(TEXT UNDER STUDY begins)

It’d be nice if moving to an assisted living center could be boiled down to 10 easy steps. In truth, these all have multiple sub-steps. It’s a complicated process and can be uncomfortable at times.
Careful planning will help smooth the transition. Each person’s decision is unique, but if you’re just getting started for yourself or a loved one, consider these 10 steps. They’re not necessarily in the right order.
1. Understand the different types of living centers
You’ve got five basic types to pick from. Larger and more integrated facilities may include several of these.
- Retirement and independent living communities — These typically have a minimum age requirement, for example 55 and older. They offer no special health care services. Instead, they focus on providing a strong sense of community among people who want to enjoy retirement among peers.
- Lifeplan communities — Also called continuing care retirement communities, these places offer a high level of independence including a focus on camaraderie and activities plus a medical component. So if you need or want access to regular medical care, consider one of these.
- Assisted living — Assisted living is for people who can’t reasonably live alone. Some specialize in memory health support for people with Alzheimer’s or dementia.
- Skilled nursing — This is the highest level of ongoing care. People in skilled nursing facilities, also called nursing homes, may require round-the-clock care.
2. Talk to your medical provider
Your doctor may be your best ally in understanding what level of support you need, if any, when making choices about where to live. Remember that the decision is yours to make under the guidance of a medical professional. While you can be your own best advocate, a doctor can help you work through questions and steer you in the direction that’s best for your condition.
3. Talk to your support network
Do you have family or friends you can rely on regularly?
Get their take on what to do and recruit helpers. At the very least, moving out of your home might require a few yard sales and someone with a truck. You want the people whom you count on to be ready and included in your planning.
4. Evaluate your finances
How much you can afford will have a direct effect on your final decision. Since this element is so unique to each individual, we won’t spend a lot of time here.
Long-term care insurance can potentially open some doors for you if you start early enough. If you’re reading this now, for example, in your 40s or 50s, speak to a trusted financial advisor about the right plan for you.
REMEMBER: Medicare or Medicaid only kicks in after you’ve exhausted all your savings. To verify your benefits, ensure you speak to your funding sources directly.
5. Pick a neighborhood
Narrowing your search to a geographic area will help you parse out the specific community you want to live in. Think about how far or close you need the people in your life to be.
Ultimately, remember it’s your choice. If it’s financially and otherwise reasonable, go where it makes you happiest. Just because you’re entering a retirement community or assisted living center, it doesn’t mean you have to quit adventuring.
If you’ve always dreamed of living near the Pacific Coast, at least explore whether going there is an option. Your family members may grumble at the distance, but they’ll come around.
On the other hand, if family and your people are most important to you, try to keep the distance short.

(TEXT UNDER STUDY ends)

WORK REQUEST A:
In the guide to moving into an assisted living center, what is another name for lifeplan communities?
WORK REQUEST B:
Continue the guide to moving into an assisted living center, picking up after its final sentence.

(GIVEN ENTRIES begins)

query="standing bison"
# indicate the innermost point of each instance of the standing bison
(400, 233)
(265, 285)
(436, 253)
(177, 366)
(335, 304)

(GIVEN ENTRIES ends)

TASK ANSWER A:
Continuing care retirement communities.

TASK ANSWER B:
6. Build a list of all the living centers in your neighborhood
This part should be pretty easy, thanks to the internet. Just key in the type of living center into a new Google search and add “near Santa Barbara” or “near Cape Cod” or “near Chicago” — wherever you want to go!
Watch out for the ones marked “Ad” at the top of the search results. Somebody paid for that spot. You generally want to click the search results that come up naturally; it’s not always the case, but those tend to be more trustworthy.
You can also use a website like assistedliving.org to find precisely the type of living center you want, down to whether it has a library or not. We’ll have more ideas about picking the facility below.
7. Check out the reviews
They’re not the ultimate guide, but public reviews offer some perspective on what life might be like.
Your state’s rating system for assisted living facilities might also get you closer to a decision. Check with your state’s health and human services department for guidance there.
The Centers for Medicare and Medicaid Services’ Care Compare tool shows you five-star ratings based on health inspections and staffing. The ratings also include data on vaccination rates and whether the facilities have been penalized.
8. Plan to tour the assisted living centers on your list
Never decide to move somewhere without seeing the place first. This goes without saying. Take a tour, try the food, lay down on a bed, try the bathrooms. This is going to be your home — possibly indefinitely. Make sure you like it.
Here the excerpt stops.